Dataset records ::
________

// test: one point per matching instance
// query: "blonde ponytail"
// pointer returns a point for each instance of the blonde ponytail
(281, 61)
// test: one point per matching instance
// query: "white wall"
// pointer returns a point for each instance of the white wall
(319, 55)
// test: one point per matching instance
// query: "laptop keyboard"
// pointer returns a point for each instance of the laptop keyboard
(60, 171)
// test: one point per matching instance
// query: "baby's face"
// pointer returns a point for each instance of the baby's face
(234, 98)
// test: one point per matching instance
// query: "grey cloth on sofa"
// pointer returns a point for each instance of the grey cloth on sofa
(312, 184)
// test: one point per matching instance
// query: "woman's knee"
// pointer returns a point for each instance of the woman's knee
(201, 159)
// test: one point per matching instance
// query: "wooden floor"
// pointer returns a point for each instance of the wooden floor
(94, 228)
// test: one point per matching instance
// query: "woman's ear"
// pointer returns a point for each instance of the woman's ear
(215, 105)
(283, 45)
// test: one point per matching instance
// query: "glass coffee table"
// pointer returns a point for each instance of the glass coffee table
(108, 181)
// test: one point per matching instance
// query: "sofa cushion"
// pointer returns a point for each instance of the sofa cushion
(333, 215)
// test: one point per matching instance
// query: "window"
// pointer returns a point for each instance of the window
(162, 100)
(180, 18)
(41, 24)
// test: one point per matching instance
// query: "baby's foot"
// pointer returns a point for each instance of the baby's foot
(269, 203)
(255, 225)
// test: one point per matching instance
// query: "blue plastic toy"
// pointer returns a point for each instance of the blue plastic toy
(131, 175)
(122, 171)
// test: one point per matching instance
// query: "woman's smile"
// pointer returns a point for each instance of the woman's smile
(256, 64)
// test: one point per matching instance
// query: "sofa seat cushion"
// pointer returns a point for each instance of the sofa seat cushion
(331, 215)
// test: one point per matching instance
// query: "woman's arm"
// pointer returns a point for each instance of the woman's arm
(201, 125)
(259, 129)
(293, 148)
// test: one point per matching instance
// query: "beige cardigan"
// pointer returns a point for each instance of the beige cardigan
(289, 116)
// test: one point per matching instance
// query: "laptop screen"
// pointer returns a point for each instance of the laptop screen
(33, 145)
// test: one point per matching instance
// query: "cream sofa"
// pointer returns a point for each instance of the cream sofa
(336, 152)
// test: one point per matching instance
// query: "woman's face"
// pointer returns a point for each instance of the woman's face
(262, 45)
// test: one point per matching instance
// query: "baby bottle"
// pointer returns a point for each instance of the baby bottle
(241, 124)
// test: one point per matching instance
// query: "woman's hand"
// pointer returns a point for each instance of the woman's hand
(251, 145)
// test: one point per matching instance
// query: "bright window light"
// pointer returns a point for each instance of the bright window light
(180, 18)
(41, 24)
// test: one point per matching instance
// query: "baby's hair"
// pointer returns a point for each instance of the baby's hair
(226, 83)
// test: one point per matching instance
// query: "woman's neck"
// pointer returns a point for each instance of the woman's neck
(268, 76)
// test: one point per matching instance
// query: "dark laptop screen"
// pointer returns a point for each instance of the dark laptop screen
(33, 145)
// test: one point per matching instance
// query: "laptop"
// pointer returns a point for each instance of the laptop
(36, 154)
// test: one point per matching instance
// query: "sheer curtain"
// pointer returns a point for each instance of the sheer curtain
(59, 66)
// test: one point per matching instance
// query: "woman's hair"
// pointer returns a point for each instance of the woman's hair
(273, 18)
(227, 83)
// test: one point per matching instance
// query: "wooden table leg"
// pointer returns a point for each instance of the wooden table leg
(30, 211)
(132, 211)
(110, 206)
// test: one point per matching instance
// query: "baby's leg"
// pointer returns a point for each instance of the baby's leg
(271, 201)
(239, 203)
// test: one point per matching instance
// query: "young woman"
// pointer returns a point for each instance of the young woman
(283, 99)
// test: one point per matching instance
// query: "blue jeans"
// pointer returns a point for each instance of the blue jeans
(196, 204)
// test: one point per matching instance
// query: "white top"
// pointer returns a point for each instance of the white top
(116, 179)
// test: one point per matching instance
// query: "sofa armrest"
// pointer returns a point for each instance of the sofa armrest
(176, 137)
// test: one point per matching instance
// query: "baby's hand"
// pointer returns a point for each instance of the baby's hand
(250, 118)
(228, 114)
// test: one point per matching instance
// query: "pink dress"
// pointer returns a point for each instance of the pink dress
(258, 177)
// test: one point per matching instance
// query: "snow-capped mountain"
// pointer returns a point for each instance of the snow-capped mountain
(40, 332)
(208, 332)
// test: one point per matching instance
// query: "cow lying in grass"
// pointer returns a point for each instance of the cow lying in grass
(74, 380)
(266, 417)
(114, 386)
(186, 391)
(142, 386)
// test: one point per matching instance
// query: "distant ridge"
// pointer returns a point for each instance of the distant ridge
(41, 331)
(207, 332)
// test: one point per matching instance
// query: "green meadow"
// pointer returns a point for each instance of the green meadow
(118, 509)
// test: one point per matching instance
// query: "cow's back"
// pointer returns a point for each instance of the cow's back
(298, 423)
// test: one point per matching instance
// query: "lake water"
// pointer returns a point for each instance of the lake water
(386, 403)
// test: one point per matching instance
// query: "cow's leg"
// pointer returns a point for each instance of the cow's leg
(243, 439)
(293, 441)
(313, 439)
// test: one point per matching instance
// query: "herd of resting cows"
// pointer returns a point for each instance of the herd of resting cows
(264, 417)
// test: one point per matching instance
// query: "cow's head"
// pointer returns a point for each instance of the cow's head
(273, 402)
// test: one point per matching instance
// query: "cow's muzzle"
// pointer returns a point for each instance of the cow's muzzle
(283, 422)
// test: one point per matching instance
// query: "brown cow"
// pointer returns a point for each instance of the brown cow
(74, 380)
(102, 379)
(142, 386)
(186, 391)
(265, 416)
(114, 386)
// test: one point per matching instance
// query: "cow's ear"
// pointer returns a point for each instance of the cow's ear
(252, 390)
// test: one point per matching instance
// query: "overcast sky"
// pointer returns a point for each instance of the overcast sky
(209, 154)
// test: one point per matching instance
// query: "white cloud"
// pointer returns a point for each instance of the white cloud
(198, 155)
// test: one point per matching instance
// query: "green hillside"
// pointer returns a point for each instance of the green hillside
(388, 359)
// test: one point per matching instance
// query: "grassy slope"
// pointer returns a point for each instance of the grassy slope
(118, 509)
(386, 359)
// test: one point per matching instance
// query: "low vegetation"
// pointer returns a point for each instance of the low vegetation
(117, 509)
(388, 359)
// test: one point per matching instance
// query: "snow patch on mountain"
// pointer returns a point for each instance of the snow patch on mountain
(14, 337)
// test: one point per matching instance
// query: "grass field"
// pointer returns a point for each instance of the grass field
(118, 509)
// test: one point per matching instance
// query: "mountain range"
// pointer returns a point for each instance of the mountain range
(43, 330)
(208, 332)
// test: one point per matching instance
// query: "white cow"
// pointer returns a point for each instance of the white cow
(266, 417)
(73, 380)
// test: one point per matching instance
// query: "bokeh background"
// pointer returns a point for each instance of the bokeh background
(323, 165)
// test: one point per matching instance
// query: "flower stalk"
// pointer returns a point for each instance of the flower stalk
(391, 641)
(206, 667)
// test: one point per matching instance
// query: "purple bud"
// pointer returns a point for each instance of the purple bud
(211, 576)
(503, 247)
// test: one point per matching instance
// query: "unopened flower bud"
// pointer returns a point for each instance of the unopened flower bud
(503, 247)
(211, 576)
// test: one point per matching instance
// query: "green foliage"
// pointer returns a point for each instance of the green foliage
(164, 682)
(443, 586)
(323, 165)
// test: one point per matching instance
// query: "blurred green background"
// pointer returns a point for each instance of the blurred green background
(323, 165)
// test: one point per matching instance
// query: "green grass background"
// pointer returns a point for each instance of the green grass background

________

What you have to do ::
Set every line of the listing down word for word.

Result ::
// test: one point per matching instance
// query: "blonde ponytail"
// pointer returns a point for each instance of the blonde ponytail
(281, 61)
// test: one point per matching instance
// query: "white wall"
// pointer returns a point for each instance of the white wall
(319, 55)
// test: one point per matching instance
// query: "laptop keyboard"
// pointer returns a point for each instance of the laptop keyboard
(60, 171)
// test: one point per matching instance
// query: "baby's face"
// pointer returns a point for each instance of the baby's face
(234, 98)
// test: one point per matching instance
// query: "grey cloth on sofa"
// pointer returns a point for each instance of the grey cloth on sofa
(312, 184)
// test: one point per matching instance
// query: "woman's knee"
// pointer returns a point for each instance of the woman's knee
(201, 159)
// test: one point per matching instance
// query: "wooden floor"
// pointer returns a point for each instance of the wooden floor
(94, 228)
// test: one point per matching instance
// query: "woman's ear"
// pointer returns a point for each instance of the woman's ear
(215, 105)
(283, 45)
// test: one point per matching instance
// query: "glass coffee table"
// pointer returns a point for each instance of the glass coffee table
(108, 181)
// test: one point per matching instance
// query: "sofa cushion"
// pointer returns a point for each instance of the sofa cushion
(333, 215)
// test: one point per matching instance
// query: "window"
// pointer returns a point for each instance of the window
(162, 100)
(180, 18)
(41, 24)
// test: one point per matching instance
// query: "baby's foot"
// pointer returns a point for each instance of the baby's foot
(269, 203)
(255, 225)
// test: one point per matching instance
// query: "blue plastic toy"
// pointer returns a point for each instance of the blue plastic toy
(131, 175)
(122, 171)
// test: one point per matching instance
// query: "woman's smile"
// pointer returns a point for each instance of the woman's smile
(256, 64)
// test: one point per matching instance
// query: "sofa seat cushion"
// pointer returns a point for each instance of the sofa seat cushion
(331, 215)
// test: one point per matching instance
// query: "woman's arm"
// pointer returns a point for each instance of the woman's arm
(201, 125)
(259, 129)
(293, 148)
// test: one point per matching instance
// query: "beige cardigan"
// pointer returns a point for each instance of the beige cardigan
(289, 116)
// test: one point per matching instance
// query: "laptop screen"
// pointer returns a point for each instance of the laptop screen
(33, 145)
// test: one point per matching instance
// query: "cream sofa"
// pointer returns a point for each instance of the cream sofa
(336, 152)
// test: one point per matching instance
// query: "woman's face"
// pointer returns a point for each instance of the woman's face
(262, 45)
// test: one point per matching instance
// query: "baby bottle"
// pointer returns a point for each instance of the baby bottle
(241, 124)
// test: one point per matching instance
// query: "woman's hand"
// pointer returns a point for each instance of the woman's hand
(251, 145)
// test: one point per matching instance
// query: "bright window light"
// pointer returns a point for each instance of the bright window light
(180, 18)
(41, 24)
// test: one point per matching instance
// query: "baby's hair"
// pointer returns a point for each instance of the baby's hair
(226, 83)
// test: one point per matching instance
// query: "woman's neck"
// pointer returns a point for each instance of the woman's neck
(268, 76)
// test: one point per matching instance
// query: "dark laptop screen"
// pointer returns a point for each instance of the dark laptop screen
(33, 145)
// test: one point per matching instance
// query: "laptop"
// pointer returns a point for each instance of the laptop
(36, 154)
// test: one point per matching instance
// query: "sheer curtain"
// pointer returns a point for each instance of the sheer curtain
(59, 66)
// test: one point per matching instance
// query: "woman's hair"
// pointer returns a point for each instance of the woman's hair
(273, 18)
(227, 83)
// test: one point per matching instance
// query: "wooden table leg"
// pointer returns a point for each instance of the wooden table leg
(30, 211)
(132, 211)
(110, 206)
// test: one point per matching instance
// query: "baby's leg"
// pointer returns a point for each instance of the baby's leg
(271, 201)
(239, 203)
// test: one point per matching instance
// query: "young woman"
// pointer returns a point for each instance of the young woman
(283, 99)
// test: one point per matching instance
// query: "blue jeans"
// pointer returns a point for each instance of the blue jeans
(196, 204)
// test: one point per matching instance
// query: "white top"
// pointer returns a point for each instance of the white top
(116, 179)
// test: one point per matching instance
// query: "sofa armrest"
// pointer returns a point for each instance of the sofa armrest
(176, 137)
// test: one point per matching instance
// query: "baby's hand"
// pointer returns a point for each instance of the baby's hand
(250, 118)
(228, 114)
// test: one point per matching instance
// query: "pink dress"
// pointer returns a point for each instance of the pink dress
(258, 177)
// test: one point per matching instance
// query: "snow-capped mountain"
// pointer returns a point for each instance of the snow-capped mountain
(40, 332)
(208, 332)
// test: one point per matching instance
// query: "cow lying in grass"
// pointer returns a point for each instance of the cow lying in grass
(74, 380)
(266, 417)
(114, 386)
(186, 391)
(142, 386)
// test: one point per matching instance
// query: "distant ridge"
// pointer returns a point for each instance of the distant ridge
(41, 331)
(207, 332)
// test: one point per matching instance
// query: "green meadow"
// pointer returns a point for each instance of the green meadow
(118, 509)
// test: one point per matching instance
// query: "cow's back"
// pointer returns a point for each instance of the cow's back
(298, 423)
// test: one point per matching instance
// query: "lake water"
// pointer returns a point for each instance of the lake water
(386, 403)
// test: one point per matching instance
// query: "cow's leg"
// pointer returns a point for each instance of the cow's leg
(243, 439)
(293, 441)
(313, 439)
// test: one point per matching instance
// query: "herd of resting cows"
// pointer returns a point for each instance of the herd of resting cows
(264, 417)
// test: one point per matching instance
// query: "cow's head"
// pointer returns a point for each instance of the cow's head
(273, 402)
// test: one point per matching instance
// query: "cow's muzzle"
// pointer returns a point for each instance of the cow's muzzle
(283, 422)
// test: one point per matching instance
// query: "brown cow"
// pointer returns a point for each instance of the brown cow
(74, 380)
(102, 379)
(142, 386)
(186, 391)
(265, 416)
(114, 386)
// test: one point per matching instance
// query: "cow's ear"
// pointer returns a point for each instance of the cow's ear
(252, 390)
// test: one point per matching instance
// query: "overcast sky"
// pointer returns a point for each instance of the overcast sky
(209, 154)
// test: one point per matching instance
// query: "white cloud"
// pointer returns a point for each instance of the white cloud
(198, 155)
// test: one point per matching instance
// query: "green hillside"
// pointer returns a point for each instance of the green hillside
(388, 359)
// test: one point per matching instance
// query: "grassy slope"
// pointer returns a point for each instance of the grassy slope
(118, 509)
(386, 359)
// test: one point per matching instance
// query: "low vegetation"
// pointer returns a point for each instance of the low vegetation
(117, 509)
(388, 359)
// test: one point per matching instance
// query: "snow patch on mountain"
// pointer returns a point for each instance of the snow patch on mountain
(14, 337)
// test: one point per matching instance
// query: "grass field"
// pointer returns a point for each instance of the grass field
(118, 509)
// test: one point per matching instance
// query: "mountain range"
// pointer returns a point for each instance of the mountain range
(43, 330)
(208, 332)
// test: one point per matching instance
// query: "white cow"
// pointer returns a point for each instance of the white cow
(266, 417)
(73, 380)
// test: one point per matching instance
// query: "bokeh background"
// pointer returns a point for each instance of the bokeh background
(323, 165)
// test: one point per matching instance
// query: "flower stalk"
// pointer returns a point for each instance of the flower stalk
(391, 641)
(206, 667)
// test: one point per matching instance
// query: "purple bud"
// pointer returns a point for each instance of the purple bud
(211, 576)
(503, 247)
// test: one point per matching instance
// query: "unopened flower bud"
// pointer returns a point for each instance of the unopened flower bud
(503, 247)
(211, 576)
// test: one point per matching instance
// query: "green foliage"
// pointer returns a point for each instance of the green foliage
(164, 682)
(443, 586)
(323, 165)
// test: one point per matching instance
// query: "blurred green background"
// pointer returns a point for each instance of the blurred green background
(323, 165)
// test: one point per matching instance
// query: "green grass background"
// pointer returns a point for each instance of the green grass background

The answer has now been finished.